## Written task
Copy every record word for word.

## Working data
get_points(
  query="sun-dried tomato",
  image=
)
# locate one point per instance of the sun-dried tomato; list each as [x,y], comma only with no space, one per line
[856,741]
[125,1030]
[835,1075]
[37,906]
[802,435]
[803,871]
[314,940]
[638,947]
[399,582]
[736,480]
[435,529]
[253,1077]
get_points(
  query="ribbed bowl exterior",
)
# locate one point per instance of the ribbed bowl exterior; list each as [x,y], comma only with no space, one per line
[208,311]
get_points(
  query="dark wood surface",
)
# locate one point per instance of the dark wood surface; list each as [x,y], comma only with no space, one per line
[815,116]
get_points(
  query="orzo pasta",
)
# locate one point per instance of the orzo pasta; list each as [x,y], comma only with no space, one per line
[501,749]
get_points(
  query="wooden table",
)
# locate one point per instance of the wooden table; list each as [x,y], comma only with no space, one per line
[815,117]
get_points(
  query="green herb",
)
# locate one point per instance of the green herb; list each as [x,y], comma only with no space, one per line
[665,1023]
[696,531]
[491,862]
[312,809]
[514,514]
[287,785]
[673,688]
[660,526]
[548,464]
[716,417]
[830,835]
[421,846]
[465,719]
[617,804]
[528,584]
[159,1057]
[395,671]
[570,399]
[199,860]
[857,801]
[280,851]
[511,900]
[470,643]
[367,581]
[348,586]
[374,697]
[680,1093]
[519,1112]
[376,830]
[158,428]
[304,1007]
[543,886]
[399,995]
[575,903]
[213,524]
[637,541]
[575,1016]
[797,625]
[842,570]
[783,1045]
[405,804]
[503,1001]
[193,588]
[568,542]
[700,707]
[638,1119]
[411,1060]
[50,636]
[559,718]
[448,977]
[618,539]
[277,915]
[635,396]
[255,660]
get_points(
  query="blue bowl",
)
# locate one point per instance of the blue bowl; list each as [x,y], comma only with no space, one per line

## Exercise response
get_points(
  query="sun-dried tomato",
  image=
)
# locate one point per instance of the sun-dried tomato; list each as [x,y], comma only with no space, one per line
[856,741]
[125,1030]
[835,1075]
[37,906]
[802,435]
[803,871]
[314,940]
[638,947]
[399,582]
[736,480]
[435,529]
[253,1077]
get_points(
  query="ribbed bowl exterior",
)
# locate one point per instance of the ribbed bowl exterior; list each as [x,y], comma only with no space, one per line
[208,311]
get_points(
  query="dark wood surface",
)
# locate one point per instance of the dark wood surface; list each as [x,y], comma only with no space, one per line
[815,116]
get_points(
  query="orzo pasta",
)
# locate one point per instance of the orzo pasta; list each as [x,y], comma only with no space, one per line
[501,749]
get_points(
  query="wooden table",
)
# locate one point per instance of the wooden table; list each as [x,y], comma only with no space, one per line
[815,117]
get_points(
  query="green herb",
)
# locate one point per instance of the green herb; list each as [x,y], comma only with no space, one per line
[665,1023]
[696,531]
[491,862]
[312,809]
[514,514]
[287,785]
[673,688]
[660,526]
[548,464]
[716,417]
[830,835]
[421,846]
[465,719]
[617,804]
[528,584]
[159,1057]
[395,671]
[570,399]
[199,860]
[857,801]
[280,851]
[511,900]
[470,643]
[367,581]
[348,586]
[374,697]
[680,1093]
[519,1112]
[376,830]
[158,428]
[304,1007]
[543,886]
[399,995]
[575,903]
[213,524]
[637,541]
[575,1016]
[797,625]
[842,570]
[783,1045]
[405,804]
[503,1001]
[193,588]
[568,542]
[700,707]
[638,1119]
[411,1060]
[50,636]
[559,718]
[448,977]
[618,539]
[277,915]
[635,396]
[255,660]
get_points(
  query="blue bowl",
)
# locate one point per instance of the blue bowl; list each as [x,y], comma only with no space, one per line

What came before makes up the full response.